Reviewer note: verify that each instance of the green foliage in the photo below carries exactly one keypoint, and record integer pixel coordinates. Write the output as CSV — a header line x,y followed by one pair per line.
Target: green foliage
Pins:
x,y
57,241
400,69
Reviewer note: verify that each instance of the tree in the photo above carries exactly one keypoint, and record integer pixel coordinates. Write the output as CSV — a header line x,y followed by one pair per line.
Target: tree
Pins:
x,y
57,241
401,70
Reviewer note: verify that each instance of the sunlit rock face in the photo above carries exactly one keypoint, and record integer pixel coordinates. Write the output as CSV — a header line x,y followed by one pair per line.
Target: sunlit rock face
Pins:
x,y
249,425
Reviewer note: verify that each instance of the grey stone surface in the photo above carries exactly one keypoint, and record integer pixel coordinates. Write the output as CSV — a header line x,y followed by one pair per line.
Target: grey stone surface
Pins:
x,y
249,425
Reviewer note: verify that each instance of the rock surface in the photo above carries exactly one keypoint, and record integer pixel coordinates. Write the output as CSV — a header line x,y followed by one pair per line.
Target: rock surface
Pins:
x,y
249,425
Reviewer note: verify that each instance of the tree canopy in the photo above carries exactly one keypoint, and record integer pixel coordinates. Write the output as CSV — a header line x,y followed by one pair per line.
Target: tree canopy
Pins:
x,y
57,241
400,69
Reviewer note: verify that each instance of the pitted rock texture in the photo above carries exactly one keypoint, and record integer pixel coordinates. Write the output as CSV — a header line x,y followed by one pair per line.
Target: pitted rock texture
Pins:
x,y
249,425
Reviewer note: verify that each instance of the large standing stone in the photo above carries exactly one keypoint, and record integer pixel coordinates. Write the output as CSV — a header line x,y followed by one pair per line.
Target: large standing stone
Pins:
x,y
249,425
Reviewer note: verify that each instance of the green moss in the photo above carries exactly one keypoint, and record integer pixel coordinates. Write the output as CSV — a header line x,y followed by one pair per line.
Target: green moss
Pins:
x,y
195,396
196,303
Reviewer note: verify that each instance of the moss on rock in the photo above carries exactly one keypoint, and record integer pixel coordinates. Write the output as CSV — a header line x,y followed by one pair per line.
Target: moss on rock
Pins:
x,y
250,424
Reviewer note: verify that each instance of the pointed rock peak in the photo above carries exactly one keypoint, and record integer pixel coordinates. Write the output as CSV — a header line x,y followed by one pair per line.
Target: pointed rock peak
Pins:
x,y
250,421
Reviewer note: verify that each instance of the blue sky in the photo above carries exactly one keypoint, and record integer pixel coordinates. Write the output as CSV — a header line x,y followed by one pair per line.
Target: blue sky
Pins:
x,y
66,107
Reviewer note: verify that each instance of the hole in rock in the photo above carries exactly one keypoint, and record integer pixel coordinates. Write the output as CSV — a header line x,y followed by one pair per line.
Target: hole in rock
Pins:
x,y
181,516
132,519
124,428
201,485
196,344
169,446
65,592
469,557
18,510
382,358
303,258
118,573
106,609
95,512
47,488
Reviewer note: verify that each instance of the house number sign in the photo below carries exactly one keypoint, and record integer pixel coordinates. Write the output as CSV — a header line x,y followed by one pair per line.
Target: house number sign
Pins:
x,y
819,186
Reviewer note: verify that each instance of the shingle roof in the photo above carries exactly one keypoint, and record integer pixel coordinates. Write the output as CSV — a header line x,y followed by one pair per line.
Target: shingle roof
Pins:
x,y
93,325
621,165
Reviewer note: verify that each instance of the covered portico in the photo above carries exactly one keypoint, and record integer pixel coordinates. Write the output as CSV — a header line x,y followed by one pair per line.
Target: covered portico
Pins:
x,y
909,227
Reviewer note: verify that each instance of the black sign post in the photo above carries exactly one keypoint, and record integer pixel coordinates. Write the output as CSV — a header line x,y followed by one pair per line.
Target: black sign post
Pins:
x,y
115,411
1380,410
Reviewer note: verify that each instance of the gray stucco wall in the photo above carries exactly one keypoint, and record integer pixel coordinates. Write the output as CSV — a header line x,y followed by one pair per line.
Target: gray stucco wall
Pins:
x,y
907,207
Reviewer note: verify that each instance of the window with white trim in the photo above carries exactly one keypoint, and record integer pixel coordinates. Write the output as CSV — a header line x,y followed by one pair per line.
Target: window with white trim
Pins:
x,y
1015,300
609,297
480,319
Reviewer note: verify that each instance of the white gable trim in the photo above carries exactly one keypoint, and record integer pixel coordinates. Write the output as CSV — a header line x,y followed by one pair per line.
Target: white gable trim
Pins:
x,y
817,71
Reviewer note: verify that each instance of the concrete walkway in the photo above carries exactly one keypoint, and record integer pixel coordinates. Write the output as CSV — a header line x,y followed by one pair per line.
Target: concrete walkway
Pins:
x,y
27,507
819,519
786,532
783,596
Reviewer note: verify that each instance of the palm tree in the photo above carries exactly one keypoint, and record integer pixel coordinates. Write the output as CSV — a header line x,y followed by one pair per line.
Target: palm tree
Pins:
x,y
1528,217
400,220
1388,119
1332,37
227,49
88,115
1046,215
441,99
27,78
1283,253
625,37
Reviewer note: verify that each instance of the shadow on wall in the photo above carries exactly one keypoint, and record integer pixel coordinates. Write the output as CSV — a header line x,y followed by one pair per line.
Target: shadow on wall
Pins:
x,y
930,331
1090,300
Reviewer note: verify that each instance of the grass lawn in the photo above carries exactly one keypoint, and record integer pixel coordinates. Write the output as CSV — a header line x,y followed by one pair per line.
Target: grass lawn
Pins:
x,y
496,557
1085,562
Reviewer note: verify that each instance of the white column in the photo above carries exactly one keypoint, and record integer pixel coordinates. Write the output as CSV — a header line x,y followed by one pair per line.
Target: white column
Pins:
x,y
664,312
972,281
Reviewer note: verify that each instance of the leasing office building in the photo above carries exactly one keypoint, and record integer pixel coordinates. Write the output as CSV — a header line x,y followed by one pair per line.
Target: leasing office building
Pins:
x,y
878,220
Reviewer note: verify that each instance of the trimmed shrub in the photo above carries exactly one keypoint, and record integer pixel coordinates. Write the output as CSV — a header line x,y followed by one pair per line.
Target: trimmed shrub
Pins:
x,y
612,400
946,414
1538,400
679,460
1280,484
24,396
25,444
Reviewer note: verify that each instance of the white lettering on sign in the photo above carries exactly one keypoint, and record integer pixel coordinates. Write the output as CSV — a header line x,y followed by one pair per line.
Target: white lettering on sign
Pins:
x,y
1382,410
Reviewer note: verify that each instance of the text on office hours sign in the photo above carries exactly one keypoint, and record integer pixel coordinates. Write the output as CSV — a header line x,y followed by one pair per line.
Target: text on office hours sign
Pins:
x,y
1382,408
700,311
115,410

--*--

### What to produce
From the first line to the last, please quote the material above exactly.

### Result below
Reviewer note: verify that each instance of the green foliage in the photo below carries exactly one keypoint, and record integer pixel coordinates. Write the output as CSV — a header line x,y followed by one pair per line.
Target: green foliage
Pins:
x,y
57,241
400,69
Reviewer note: verify that each instance of the tree in the photo above carries exactly one keypoint, and record integer pixel coordinates. Write the output as CSV — a header line x,y followed by one pair per line.
Target: tree
Pins:
x,y
57,241
401,70
Reviewer note: verify that each instance of the sunlit rock face in the photo above carries exactly one keypoint, and record integer pixel coordinates. Write the output as CSV — a header line x,y followed by one pair per line.
Target: sunlit rock face
Pins:
x,y
249,425
Reviewer note: verify that each instance of the grey stone surface in the photo above carries exactly one keypoint, and record integer pixel coordinates. Write the output as CSV — a header line x,y followed by one pair per line.
Target: grey stone surface
Pins:
x,y
249,425
Reviewer note: verify that each instance of the rock surface in the photo above carries exactly one keypoint, and record integer pixel coordinates. Write the output as CSV — a header line x,y followed by one pair per line.
Target: rock surface
Pins:
x,y
249,425
Reviewer note: verify that each instance of the tree canopy in the photo above carries exactly one keypoint, and record integer pixel coordinates. Write the output as CSV — a header line x,y followed by one pair per line.
Target: tree canopy
Pins:
x,y
57,241
400,69
Reviewer note: verify that each instance of the pitted rock texture in the photo above carries exactly one keypoint, and record integer pixel coordinates. Write the output as CSV — a header line x,y followed by one pair per line.
Target: pitted rock texture
Pins:
x,y
249,425
Reviewer note: verify that each instance of the large standing stone in the photo above carries exactly one keypoint, and record integer pixel coordinates. Write the output as CSV — a header line x,y followed by one pair per line.
Target: large standing stone
Pins:
x,y
249,425
Reviewer note: verify that each instance of the green moss in the photo above carries exactly one keypoint, and record integer pixel coordinates. Write the output as CSV — a header line x,y followed by one pair per line.
Target: green moss
Pins:
x,y
195,396
196,303
Reviewer note: verify that each instance of the moss on rock in the photo above carries exactly one keypoint, and record integer pixel coordinates. Write the output as CSV — a header line x,y followed by one pair per line.
Target: moss on rock
Pins:
x,y
250,424
Reviewer note: verify that each instance of the pointed rock peak in the photo above carries exactly one keypoint, and record integer pixel coordinates. Write the output as CSV — a header line x,y followed by one pair per line.
Target: pointed rock peak
Pins:
x,y
250,421
Reviewer note: verify that each instance of the blue sky in the photo above carries exactly one keypoint, and record integer pixel coordinates. Write the output as CSV — a header line x,y followed by one pair per line.
Target: blue sky
Pins:
x,y
66,107
Reviewer note: verify that each instance of the hole in rock in the photo above carries exactly one keypoint, and record integer pixel coordinates. Write the output as CSV — a header line x,y followed by one pair per line.
Target: hole in rock
Pins:
x,y
181,516
132,519
124,428
201,485
196,344
169,446
65,592
469,557
18,510
382,358
303,258
118,573
106,609
95,512
47,488
Reviewer note: verify that each instance of the house number sign in the photo below carries exactly one keypoint, and record integer pixel coordinates. Write the output as CSV — a header line x,y followed by one pair per line.
Target: house number sign
Pins:
x,y
819,186
Reviewer note: verify that each instance of the shingle roof in the photo above carries exactly one keypoint, and record integer pixel coordinates. Write the output as CSV — a header line x,y followed by one pair per line.
Target: shingle roof
Pins:
x,y
93,325
621,165
Reviewer note: verify that each instance of the covered portico in the photo above carries exactly one keypoint, and record integer pixel coordinates. Write the output as CSV — a header line x,y followed by one pair per line.
Target: covered portico
Pins:
x,y
909,227
Reviewer note: verify that each instance of the black sign post in the photo above carries exactly one keypoint, and record integer pixel coordinates. Write the output as CSV — a header line x,y followed by one pair per line.
Target: black sign post
Pins:
x,y
115,411
1380,410
Reviewer note: verify that each instance of the gray stucco wall in the photo above carries exactly one keypoint, and record integer pixel coordinates. Write the output as CSV — a header line x,y followed by one pair per line.
Target: gray stucco wall
Pins:
x,y
907,207
Reviewer note: verify that each instance of the window with white trim in the photo above carries exactly one keypoint, and record integer pixel coordinates. Write the output as CSV — a header line x,y followed by one pair per line.
Target: window with white trim
Pins:
x,y
1015,300
609,297
480,319
Reviewer note: verify that each instance of the white gable trim in the photo above carries exactly one keypoint, and record integer pixel coordinates. Write the output as CSV — a header line x,y followed by one pair per line.
Target: white gable trim
Pins:
x,y
817,71
Reviewer note: verify that each instance of the concrete walkway in the photo above carries exactly one keypoint, and record integer pixel coordinates. Write the output as CSV — a header line x,y followed by one pair per line.
Target: concrete walkway
Pins:
x,y
27,507
819,519
786,532
783,596
Reviewer note: verify that each instance of the palm tree in the photo above carries exactly one keypoint, and record integer pixel coordinates. Write the output as CSV — a header line x,y followed by one pair per line.
Target: palm tree
Pins:
x,y
1528,217
400,220
1388,119
1332,37
227,49
88,115
1046,215
441,99
27,78
1283,253
625,37
Reviewer note: verify that each instance of the shadow on wall in the photo above carries exactly one keypoint, and record integer pixel coordinates. Write the output as CSV — a header line x,y followed by one pair per line.
Target: shadow on wall
Pins:
x,y
930,331
1090,300
Reviewer note: verify that each instance of the grass lawn in the photo above carries exactly one keypoint, and record integer pixel coordinates. Write the output as CSV — a header line x,y followed by one pair per line.
Target: grass lawn
Pins:
x,y
496,557
1085,562
Reviewer note: verify that each instance of the white column in the photo above carries exactly one keypoint, and record integer pixel coordinates. Write the output as CSV — a header line x,y followed by one pair per line.
Target: white column
Pins:
x,y
664,312
972,281
Reviewer note: verify that each instance of the leasing office building in the photo above carries exactly one keypoint, and record integer pixel coordinates. Write the output as CSV — a header line x,y followed by one pair per line.
Target: leasing office building
Pins:
x,y
878,220
Reviewer note: verify that each instance of the trimmed shrub in the photo above carries exactly one keypoint, and record integer pixel coordinates. Write the output as CSV — a header line x,y followed by one pair per line.
Target: trimmed shrub
Pins:
x,y
612,400
946,414
1538,400
679,460
1280,484
24,396
25,444
Reviewer note: verify that each instance of the white lettering on sign in the photo above carries exactly one keypoint, and record integer pixel coordinates. Write the output as CSV — a header line x,y followed by one pair per line.
Target: white lettering on sign
Pins:
x,y
1382,410
Reviewer note: verify that each instance of the text on office hours sign in the photo above carries exactly one keypoint, and record integer pixel coordinates. Write the output as CSV — a header line x,y followed by one pair per line.
Target: text on office hours sign
Pins:
x,y
1382,408
700,311
115,410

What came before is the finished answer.